Leave out the pictures and repeat the data exactly.

-------- Raw data --------

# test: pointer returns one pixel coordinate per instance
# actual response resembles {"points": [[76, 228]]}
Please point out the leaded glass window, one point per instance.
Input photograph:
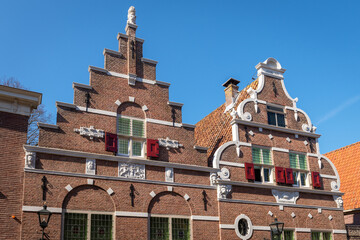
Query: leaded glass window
{"points": [[131, 136], [80, 226], [75, 226], [164, 228]]}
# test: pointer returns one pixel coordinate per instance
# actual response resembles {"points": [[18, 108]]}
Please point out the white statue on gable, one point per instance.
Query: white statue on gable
{"points": [[131, 15], [30, 159]]}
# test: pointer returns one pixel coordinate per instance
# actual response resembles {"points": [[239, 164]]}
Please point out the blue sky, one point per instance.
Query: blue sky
{"points": [[47, 45]]}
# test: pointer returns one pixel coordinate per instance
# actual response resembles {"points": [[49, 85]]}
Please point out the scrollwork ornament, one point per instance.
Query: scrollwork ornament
{"points": [[334, 186], [247, 116]]}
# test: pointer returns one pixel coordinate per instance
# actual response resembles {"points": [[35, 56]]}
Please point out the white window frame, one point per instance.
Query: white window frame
{"points": [[298, 180], [130, 137], [276, 113], [88, 221], [170, 217], [325, 231], [261, 165], [271, 173]]}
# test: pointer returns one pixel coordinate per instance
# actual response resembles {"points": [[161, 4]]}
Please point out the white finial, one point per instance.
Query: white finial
{"points": [[131, 15]]}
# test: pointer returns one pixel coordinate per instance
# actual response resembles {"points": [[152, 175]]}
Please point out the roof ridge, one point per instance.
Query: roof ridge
{"points": [[342, 148]]}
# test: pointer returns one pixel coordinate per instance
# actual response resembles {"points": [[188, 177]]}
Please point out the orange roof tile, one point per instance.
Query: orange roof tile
{"points": [[347, 162], [215, 129]]}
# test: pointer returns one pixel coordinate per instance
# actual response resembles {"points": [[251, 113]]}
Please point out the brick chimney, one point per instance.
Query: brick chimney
{"points": [[231, 90]]}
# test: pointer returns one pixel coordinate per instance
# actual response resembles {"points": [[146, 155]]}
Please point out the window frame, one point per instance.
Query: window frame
{"points": [[263, 165], [169, 217], [276, 112], [131, 138], [88, 213], [321, 234], [298, 171]]}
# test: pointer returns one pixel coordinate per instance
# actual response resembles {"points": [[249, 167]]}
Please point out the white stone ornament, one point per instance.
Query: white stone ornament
{"points": [[339, 201], [223, 191], [334, 186], [213, 178], [306, 128], [30, 159], [131, 15], [233, 113], [247, 116], [68, 187], [90, 132], [128, 170], [285, 197], [90, 166], [169, 174], [224, 174], [168, 143]]}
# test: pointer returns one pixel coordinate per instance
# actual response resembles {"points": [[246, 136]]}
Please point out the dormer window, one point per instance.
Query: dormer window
{"points": [[276, 116], [131, 139]]}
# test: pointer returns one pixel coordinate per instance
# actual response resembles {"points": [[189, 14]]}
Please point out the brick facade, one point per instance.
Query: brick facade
{"points": [[199, 176]]}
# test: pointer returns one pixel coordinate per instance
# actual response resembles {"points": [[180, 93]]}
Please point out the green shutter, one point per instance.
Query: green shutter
{"points": [[266, 156], [256, 155], [136, 148], [124, 126], [302, 162], [123, 146], [138, 128], [159, 228], [293, 160]]}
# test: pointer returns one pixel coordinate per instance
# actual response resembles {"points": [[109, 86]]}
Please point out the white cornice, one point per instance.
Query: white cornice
{"points": [[80, 154], [279, 204], [80, 85], [281, 188], [149, 61], [109, 51], [201, 148], [123, 179], [188, 125], [175, 104], [275, 128], [62, 104], [46, 125]]}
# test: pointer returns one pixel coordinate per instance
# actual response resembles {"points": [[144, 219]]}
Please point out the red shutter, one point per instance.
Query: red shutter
{"points": [[280, 174], [152, 148], [111, 142], [249, 171], [289, 176], [316, 179]]}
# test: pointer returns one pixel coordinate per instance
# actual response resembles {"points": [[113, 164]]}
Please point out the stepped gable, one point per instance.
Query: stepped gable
{"points": [[214, 130], [347, 161]]}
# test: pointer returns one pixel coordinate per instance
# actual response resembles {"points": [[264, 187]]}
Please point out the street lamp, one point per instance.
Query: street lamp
{"points": [[44, 218], [276, 227]]}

--------

### Result for this task
# test: pointer returns one pixel coordinate per instance
# actual response resembles {"points": [[76, 228]]}
Please point out the leaded glass window, one point per instance.
Input photograph:
Query: leaded glass window
{"points": [[131, 136], [80, 226], [75, 226], [164, 228]]}
# test: pointer returns one pixel coordinate per instance
# actual response resembles {"points": [[18, 108]]}
Please point out the white statue on gable, one point per instance.
Query: white statue on gable
{"points": [[131, 15], [30, 159]]}
# test: pointer returns one pixel coordinate per instance
# actual response resembles {"points": [[239, 164]]}
Please point out the blue sky, one point per instance.
Query: blue sky
{"points": [[47, 45]]}
# test: pointer returns one pixel coordinate per instance
# actual response resembles {"points": [[49, 85]]}
Please point out the scrollwork ornament, one point per instance.
Query: scrollwork ornament
{"points": [[334, 186], [247, 116]]}
# test: pointer returns one pixel coordinate per instance
# actual response resembles {"points": [[35, 56]]}
Please point out the white window frame, one point per instance.
Query: white window frame
{"points": [[298, 180], [130, 137], [276, 113], [88, 221], [170, 217], [325, 231], [261, 165], [271, 173]]}
# test: pointer returns one pixel coordinate per instance
# actual response resembles {"points": [[161, 4]]}
Please point out the white finial, one point per instance.
Query: white finial
{"points": [[131, 15]]}
# test: pointer returns one pixel coordinate per instance
# actual response resembles {"points": [[152, 175]]}
Please point out the roof ridge, one point per instance.
Query: roof ridge
{"points": [[342, 148]]}
# test: pointer returns one pixel coordinate per instance
# actual response resembles {"points": [[188, 177]]}
Please point out the orange roof tile, one point per instance.
Query: orange roof tile
{"points": [[347, 162], [215, 129]]}
# test: pointer returns one pixel coordinate per instance
# actual response resembles {"points": [[251, 113]]}
Please point out the brick chimney, one point per instance.
Query: brick chimney
{"points": [[231, 90]]}
# test: pointer returns one pixel coordinate per instance
# actual response resembles {"points": [[146, 155]]}
Please point out the window frame, one point per instance.
Query: window frame
{"points": [[263, 165], [169, 217], [276, 112], [131, 138], [88, 213], [321, 234], [298, 171]]}
# test: pointer returns one pixel coordinate per instance
# actual response resembles {"points": [[249, 167]]}
Please point out the white stone ornament, one point per instance.
Query: white stone ornament
{"points": [[339, 201], [223, 191], [334, 186], [213, 178], [306, 128], [30, 159], [131, 15], [233, 113], [247, 116], [68, 187], [90, 132], [128, 170], [285, 197], [90, 166], [169, 174], [224, 174], [168, 143]]}
# test: pointer returns one pixel coordinate per instance
# actual response resembles {"points": [[246, 136]]}
Please point out the dormer window, one point per instance.
Query: dormer window
{"points": [[276, 116], [131, 139]]}
# test: pointer returns one pixel coordinate per instance
# actual response resembles {"points": [[189, 14]]}
Please point out the brick facade, one point per instance.
Query: brick facade
{"points": [[199, 176]]}
# test: pointer returns one pixel coordinate per instance
# actual response resembles {"points": [[180, 93]]}
Please point out the green shutter, one point per instance.
Query: green shutter
{"points": [[266, 156], [256, 155], [136, 148], [124, 126], [302, 162], [123, 146], [138, 128], [159, 228], [293, 160]]}
# test: pointer returns one pixel coordinate per instance
# actual response resembles {"points": [[109, 86]]}
Please point out the white cornice, one point per instance.
Query: white cornice
{"points": [[80, 154], [279, 204], [80, 85], [281, 188], [149, 61], [109, 51], [201, 148], [123, 179], [188, 125], [175, 104], [275, 128], [62, 104], [46, 125]]}
# test: pointer returns one pixel coordinate per instance
# actual response resembles {"points": [[144, 219]]}
Please point out the red shutter, one point per instance.
Query: red shutter
{"points": [[280, 174], [152, 148], [111, 142], [249, 171], [289, 176], [316, 179]]}
# test: pointer returns one pixel coordinate per instance
# actual response resembles {"points": [[113, 164]]}
Please point out the stepped gable, one point per instance.
Query: stepped gable
{"points": [[214, 130], [347, 161]]}
# test: pointer returns one pixel coordinate per instance
# actual response resembles {"points": [[264, 187]]}
Please point out the street lamp, one point per instance.
Query: street lamp
{"points": [[44, 218], [276, 227]]}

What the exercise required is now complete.